--- Exercise objective ---
Scan the entries for lines with the word "glass", then copy those lines.

------

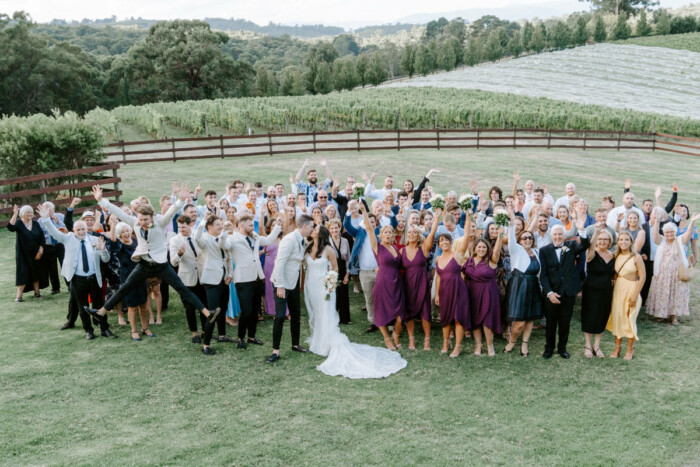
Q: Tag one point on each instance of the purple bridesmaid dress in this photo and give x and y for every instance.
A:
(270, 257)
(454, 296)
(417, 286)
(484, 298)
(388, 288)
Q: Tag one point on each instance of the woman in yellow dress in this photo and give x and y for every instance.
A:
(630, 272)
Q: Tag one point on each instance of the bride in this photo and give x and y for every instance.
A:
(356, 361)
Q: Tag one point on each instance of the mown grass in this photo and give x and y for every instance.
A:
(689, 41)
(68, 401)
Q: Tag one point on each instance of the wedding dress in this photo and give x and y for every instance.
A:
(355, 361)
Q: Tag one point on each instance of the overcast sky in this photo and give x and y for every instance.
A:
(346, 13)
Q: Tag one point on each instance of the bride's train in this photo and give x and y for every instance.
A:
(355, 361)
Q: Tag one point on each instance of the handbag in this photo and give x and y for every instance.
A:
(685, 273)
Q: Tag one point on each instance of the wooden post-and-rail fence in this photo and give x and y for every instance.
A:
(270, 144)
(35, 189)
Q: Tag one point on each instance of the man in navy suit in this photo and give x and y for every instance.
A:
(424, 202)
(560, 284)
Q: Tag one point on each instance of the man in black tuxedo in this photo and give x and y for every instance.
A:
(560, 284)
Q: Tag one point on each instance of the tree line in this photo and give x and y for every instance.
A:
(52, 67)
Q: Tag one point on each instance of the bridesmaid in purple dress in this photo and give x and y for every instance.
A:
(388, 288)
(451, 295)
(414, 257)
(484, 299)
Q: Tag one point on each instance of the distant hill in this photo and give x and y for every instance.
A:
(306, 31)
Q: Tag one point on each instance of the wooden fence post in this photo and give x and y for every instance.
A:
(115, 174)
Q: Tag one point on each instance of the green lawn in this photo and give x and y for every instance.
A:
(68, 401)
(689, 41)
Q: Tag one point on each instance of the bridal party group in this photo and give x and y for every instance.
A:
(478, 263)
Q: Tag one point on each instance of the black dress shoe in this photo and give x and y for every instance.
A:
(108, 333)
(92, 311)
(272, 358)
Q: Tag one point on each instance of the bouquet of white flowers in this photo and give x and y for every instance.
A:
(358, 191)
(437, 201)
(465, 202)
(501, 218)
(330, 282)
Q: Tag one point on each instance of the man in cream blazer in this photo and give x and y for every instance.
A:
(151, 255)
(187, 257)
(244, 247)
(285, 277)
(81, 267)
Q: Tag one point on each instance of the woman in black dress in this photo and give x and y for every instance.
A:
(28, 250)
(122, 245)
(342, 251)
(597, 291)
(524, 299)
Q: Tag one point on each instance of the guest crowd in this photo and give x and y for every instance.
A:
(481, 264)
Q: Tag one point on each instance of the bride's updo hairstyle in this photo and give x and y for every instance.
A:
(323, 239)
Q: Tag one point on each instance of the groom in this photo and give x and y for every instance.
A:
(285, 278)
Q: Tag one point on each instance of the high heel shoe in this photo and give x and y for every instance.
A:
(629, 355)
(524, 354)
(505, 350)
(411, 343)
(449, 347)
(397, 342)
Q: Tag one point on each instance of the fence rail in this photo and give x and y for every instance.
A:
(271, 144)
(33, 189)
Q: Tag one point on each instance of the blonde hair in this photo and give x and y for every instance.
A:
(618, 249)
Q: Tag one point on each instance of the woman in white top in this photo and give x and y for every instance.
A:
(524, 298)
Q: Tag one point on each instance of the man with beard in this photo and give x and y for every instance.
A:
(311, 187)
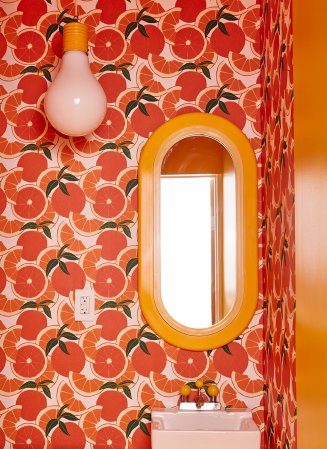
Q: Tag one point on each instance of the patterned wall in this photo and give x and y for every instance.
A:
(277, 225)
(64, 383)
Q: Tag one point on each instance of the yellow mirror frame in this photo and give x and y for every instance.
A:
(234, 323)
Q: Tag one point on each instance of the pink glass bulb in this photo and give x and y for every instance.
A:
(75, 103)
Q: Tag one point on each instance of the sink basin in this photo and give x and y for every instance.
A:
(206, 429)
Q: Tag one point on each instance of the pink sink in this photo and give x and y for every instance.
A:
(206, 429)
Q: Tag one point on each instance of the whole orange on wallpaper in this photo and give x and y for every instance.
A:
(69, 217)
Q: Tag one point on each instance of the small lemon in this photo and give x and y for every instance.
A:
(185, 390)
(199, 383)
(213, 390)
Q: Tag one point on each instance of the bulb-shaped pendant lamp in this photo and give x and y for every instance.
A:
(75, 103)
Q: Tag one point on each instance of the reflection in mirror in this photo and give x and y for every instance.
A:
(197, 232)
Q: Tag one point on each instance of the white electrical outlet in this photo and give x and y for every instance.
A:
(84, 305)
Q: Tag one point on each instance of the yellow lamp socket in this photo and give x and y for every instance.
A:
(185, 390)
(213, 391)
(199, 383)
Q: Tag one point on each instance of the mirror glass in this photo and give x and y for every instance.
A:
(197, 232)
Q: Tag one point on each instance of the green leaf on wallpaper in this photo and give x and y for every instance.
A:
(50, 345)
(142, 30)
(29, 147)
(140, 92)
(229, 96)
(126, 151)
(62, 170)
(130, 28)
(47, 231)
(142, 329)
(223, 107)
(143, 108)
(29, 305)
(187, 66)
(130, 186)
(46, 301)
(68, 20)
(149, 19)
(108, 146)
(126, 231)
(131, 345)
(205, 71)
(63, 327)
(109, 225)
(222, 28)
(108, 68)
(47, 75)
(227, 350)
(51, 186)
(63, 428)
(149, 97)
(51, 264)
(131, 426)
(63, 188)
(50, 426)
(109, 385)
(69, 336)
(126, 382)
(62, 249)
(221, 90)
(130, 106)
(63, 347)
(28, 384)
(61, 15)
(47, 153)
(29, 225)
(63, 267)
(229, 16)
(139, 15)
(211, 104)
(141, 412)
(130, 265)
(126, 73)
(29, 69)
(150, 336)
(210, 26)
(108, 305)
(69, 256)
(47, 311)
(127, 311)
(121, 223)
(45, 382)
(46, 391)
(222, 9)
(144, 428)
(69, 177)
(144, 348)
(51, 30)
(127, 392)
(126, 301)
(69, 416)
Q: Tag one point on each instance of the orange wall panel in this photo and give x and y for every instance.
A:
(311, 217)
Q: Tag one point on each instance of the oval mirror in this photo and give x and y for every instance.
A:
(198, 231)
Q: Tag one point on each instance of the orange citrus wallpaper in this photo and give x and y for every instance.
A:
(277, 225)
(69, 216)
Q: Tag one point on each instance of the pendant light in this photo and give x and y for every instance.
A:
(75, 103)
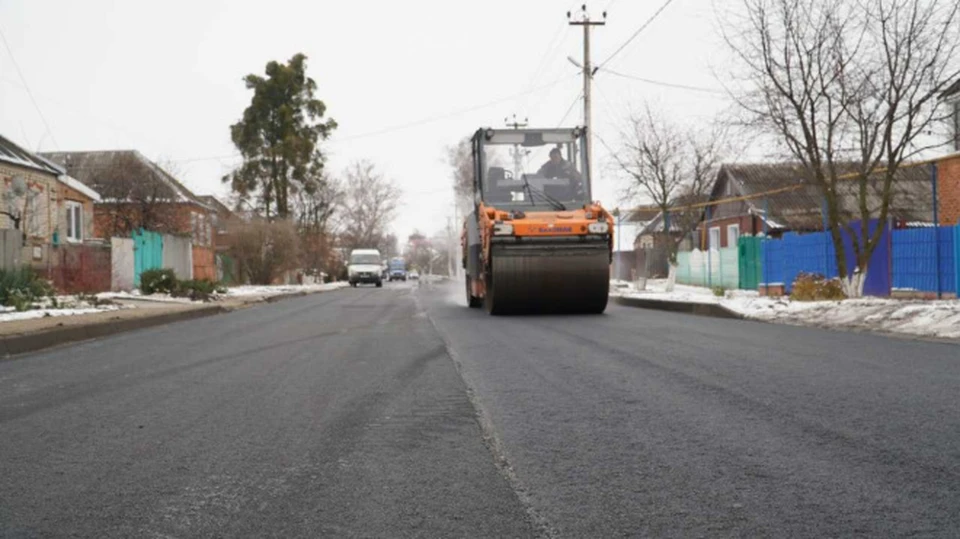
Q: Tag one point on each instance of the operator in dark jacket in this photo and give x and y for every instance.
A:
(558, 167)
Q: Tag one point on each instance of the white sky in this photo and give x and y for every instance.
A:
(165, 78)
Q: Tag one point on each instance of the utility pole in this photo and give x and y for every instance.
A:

------

--- Answer for the task ---
Q: Tag one point on each instance of the pink glass bulb in this photo and give x and y for every instance.
Q: Tag one point on each instance of the mirror glass in this photo and give x and y for every instance.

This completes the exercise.